Every line that includes the word "board" needs to be copied from the listing.

-- LISTED RECORDS follows --

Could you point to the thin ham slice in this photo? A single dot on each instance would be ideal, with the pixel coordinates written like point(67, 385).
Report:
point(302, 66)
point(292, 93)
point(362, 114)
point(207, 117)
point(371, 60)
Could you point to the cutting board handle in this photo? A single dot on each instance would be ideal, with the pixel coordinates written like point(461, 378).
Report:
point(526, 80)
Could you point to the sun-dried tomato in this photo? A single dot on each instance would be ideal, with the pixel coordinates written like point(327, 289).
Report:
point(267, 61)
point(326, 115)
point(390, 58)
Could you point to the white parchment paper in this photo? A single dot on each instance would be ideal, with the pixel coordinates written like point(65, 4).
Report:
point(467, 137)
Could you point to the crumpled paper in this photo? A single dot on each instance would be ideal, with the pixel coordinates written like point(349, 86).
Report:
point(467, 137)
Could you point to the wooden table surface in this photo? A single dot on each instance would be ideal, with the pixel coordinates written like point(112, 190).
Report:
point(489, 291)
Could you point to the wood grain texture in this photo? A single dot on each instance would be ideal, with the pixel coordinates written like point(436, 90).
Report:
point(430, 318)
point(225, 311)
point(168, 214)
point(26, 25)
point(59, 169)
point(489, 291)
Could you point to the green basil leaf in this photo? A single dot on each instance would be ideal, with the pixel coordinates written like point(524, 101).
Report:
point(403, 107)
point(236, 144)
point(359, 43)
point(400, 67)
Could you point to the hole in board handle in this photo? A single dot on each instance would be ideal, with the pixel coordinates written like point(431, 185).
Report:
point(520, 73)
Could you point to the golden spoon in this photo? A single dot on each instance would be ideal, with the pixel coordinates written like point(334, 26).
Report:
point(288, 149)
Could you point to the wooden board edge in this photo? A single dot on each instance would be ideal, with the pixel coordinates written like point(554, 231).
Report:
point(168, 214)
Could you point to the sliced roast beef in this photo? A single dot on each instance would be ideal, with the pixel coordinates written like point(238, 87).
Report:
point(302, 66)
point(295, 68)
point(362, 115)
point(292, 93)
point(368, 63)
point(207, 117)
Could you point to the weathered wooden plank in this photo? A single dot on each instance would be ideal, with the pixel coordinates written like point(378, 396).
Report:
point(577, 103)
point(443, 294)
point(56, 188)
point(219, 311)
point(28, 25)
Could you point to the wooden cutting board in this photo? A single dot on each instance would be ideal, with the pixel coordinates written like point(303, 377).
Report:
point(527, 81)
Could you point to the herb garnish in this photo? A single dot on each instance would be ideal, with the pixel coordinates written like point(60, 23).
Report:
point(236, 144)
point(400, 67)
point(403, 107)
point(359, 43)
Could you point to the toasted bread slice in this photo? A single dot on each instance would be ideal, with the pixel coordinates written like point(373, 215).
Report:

-- LISTED RECORDS concluded --

• WRITTEN SOLUTION
Could you point to the cutting board handle in this photo? A single dot on each instance would be ideal, with the pixel coordinates written like point(461, 378).
Could you point to the hole in board handle in this photo? A single dot on each instance would be ideal, with the pixel coordinates written like point(431, 185).
Could you point to the wooden board edge in this photo? A single dot on each instance would be ideal, with the pixel coordinates written like point(554, 231).
Could you point to the wooden cutting board in this photo? A single dot on each instance would be ideal, with the pixel coordinates written like point(303, 377).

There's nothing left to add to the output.